▸ Document passage
####
Let's take a look at that 10 Commandments monument.

Strolling around the grounds of the Texas Capitol, I looked for the Ten Commandments monument, the one that was the subject of the Supreme Court case -- Van Orden -- two years ago. Here it is:

Ten Commandments monument

Here's how Chief Justice Rehnquist, joined by Justices Scalia, Thomas, and Kennedy, described the setting:
The 22 acres surrounding the Texas State Capitol contain 17 monuments and 21 historical markers commemorating the “people, ideals, and events that compose Texan identity.” Tex. H. Con. Res. 38, 77th Leg. (2001). [FOOTNOTE TEXT, with links to my photos]: The monuments are: Heroes of the Alamo, Hood’s Brigade, Confederate Soldiers, Volunteer Fireman, Terry’s Texas Rangers, Texas Cowboy, Spanish-American War, Texas National Guard, Ten Commandments, Tribute to Texas School Children, Texas Pioneer Woman, The Boy Scouts’ Statue of Liberty Replica, Pearl Harbor Veterans, Korean War Veterans, Soldiers of World War I, Disabled Veterans, and Texas Peace Officers.]...

Texas has treated her Capitol grounds monuments as representing the several strands in the State’s political and legal history. The inclusion of the Ten Commandments monument in this group has a dual significance, partaking of both religion and government.
####
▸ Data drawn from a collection
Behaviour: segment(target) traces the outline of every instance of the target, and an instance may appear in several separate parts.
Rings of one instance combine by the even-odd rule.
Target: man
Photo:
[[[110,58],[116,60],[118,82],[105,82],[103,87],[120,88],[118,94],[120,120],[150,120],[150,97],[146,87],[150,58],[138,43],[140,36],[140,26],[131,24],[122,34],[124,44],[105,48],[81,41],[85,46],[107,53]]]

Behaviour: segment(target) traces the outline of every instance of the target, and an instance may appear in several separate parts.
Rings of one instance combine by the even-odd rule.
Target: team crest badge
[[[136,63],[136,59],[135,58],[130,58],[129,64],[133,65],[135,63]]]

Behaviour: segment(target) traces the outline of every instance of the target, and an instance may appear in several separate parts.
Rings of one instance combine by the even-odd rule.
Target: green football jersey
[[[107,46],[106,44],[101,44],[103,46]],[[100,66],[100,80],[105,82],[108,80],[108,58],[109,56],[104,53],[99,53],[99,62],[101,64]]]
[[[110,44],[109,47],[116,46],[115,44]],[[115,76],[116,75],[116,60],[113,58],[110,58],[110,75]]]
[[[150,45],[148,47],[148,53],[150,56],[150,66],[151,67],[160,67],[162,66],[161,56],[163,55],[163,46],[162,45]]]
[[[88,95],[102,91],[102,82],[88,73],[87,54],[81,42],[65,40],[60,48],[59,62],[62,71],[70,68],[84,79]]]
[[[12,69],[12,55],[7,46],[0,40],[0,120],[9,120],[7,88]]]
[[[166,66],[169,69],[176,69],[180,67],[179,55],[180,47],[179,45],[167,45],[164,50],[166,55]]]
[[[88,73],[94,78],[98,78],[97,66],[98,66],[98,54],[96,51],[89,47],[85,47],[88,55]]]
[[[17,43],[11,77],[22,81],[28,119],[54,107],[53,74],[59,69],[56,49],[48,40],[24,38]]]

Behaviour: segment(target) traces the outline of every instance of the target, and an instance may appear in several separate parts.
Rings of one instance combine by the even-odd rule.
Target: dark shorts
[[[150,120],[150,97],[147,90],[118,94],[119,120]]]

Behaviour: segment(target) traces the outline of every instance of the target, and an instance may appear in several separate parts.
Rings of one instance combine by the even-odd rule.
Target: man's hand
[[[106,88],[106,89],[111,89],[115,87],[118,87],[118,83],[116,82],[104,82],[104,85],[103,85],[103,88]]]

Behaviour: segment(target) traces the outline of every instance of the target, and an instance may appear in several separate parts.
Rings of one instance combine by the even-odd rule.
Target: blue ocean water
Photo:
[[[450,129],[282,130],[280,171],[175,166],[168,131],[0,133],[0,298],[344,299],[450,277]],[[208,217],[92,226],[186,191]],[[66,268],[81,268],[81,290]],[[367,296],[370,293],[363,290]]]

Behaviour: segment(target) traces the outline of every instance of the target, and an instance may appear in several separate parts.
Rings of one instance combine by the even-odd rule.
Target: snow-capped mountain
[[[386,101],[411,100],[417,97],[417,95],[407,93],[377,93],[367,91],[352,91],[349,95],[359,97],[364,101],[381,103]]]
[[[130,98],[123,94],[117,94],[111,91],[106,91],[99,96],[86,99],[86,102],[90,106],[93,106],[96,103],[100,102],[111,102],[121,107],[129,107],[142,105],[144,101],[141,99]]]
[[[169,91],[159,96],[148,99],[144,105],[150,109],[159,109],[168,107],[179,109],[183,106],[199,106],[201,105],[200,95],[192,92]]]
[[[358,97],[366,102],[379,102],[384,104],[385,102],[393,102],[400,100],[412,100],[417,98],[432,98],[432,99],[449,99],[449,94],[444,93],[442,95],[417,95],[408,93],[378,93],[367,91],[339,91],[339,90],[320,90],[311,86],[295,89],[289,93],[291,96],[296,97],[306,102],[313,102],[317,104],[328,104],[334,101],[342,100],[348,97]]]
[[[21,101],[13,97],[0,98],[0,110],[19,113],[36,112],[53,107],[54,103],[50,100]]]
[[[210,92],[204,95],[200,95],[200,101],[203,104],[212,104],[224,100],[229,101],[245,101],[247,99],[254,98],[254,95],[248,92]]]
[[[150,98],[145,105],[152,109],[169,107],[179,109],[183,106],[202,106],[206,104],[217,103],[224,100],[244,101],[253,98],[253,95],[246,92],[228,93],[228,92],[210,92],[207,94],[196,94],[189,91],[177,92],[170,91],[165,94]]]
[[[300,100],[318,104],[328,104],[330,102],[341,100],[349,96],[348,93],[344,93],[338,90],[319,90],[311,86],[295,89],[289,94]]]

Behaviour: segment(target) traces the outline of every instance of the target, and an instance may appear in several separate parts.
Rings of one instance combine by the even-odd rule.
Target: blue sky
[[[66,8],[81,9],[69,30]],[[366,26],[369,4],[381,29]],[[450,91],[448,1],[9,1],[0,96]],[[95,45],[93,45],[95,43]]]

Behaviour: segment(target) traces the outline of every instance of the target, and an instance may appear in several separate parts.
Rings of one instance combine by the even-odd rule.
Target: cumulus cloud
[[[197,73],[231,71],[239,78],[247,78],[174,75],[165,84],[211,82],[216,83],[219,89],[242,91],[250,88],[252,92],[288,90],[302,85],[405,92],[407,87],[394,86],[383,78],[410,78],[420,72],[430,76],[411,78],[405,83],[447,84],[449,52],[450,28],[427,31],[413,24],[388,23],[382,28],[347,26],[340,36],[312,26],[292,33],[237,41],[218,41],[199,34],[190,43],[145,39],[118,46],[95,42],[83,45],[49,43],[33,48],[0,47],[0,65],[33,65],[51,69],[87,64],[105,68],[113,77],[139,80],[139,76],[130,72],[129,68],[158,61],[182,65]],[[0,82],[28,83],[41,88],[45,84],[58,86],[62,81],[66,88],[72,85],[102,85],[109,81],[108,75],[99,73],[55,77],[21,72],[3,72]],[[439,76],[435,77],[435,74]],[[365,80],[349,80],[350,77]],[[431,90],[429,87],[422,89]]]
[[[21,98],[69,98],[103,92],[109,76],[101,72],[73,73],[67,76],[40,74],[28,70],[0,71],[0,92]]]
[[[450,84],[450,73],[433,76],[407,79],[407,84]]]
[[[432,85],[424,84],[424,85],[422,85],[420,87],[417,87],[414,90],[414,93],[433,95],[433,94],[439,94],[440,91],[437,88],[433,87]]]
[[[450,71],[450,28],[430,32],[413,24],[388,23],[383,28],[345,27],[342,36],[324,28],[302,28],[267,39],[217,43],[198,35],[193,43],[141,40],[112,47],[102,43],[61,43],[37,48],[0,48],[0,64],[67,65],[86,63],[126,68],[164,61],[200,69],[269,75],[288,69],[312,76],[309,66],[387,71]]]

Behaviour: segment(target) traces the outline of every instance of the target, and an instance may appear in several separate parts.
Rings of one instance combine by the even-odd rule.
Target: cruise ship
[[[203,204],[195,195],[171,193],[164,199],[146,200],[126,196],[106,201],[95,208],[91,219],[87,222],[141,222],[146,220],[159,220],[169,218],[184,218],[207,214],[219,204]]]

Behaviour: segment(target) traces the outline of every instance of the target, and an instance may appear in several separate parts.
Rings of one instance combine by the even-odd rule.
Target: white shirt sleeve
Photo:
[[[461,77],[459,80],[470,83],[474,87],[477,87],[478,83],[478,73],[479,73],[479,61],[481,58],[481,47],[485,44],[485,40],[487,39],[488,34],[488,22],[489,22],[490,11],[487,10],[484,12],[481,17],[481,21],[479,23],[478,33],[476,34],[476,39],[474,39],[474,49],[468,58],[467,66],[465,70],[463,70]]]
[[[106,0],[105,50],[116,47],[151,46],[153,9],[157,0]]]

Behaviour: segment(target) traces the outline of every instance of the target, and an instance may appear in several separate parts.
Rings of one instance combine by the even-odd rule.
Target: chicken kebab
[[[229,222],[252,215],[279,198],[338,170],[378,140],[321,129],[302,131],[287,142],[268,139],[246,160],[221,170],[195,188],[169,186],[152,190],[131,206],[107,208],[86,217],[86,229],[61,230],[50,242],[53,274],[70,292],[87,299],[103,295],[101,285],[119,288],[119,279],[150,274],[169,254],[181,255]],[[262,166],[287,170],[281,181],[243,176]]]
####
▸ Tasks to carry out
1 – Translate this sentence from the Ten Commandments monument passage into Spanish: "Texas has treated her Capitol grounds monuments as representing the several strands in the State’s political and legal history."
2 – Reproduce the Ten Commandments monument passage from "Texas has treated" to "religion and government.", substituting "twofold" for "dual".

▸ Task-by-task answers
1 – Texas ha tratado los monumentos de los terrenos de su Capitolio como representación de las diversas vertientes de la historia política y jurídica del Estado.

2 –
Texas has treated her Capitol grounds monuments as representing the several strands in the State’s political and legal history. The inclusion of the Ten Commandments monument in this group has a twofold significance, partaking of both religion and government.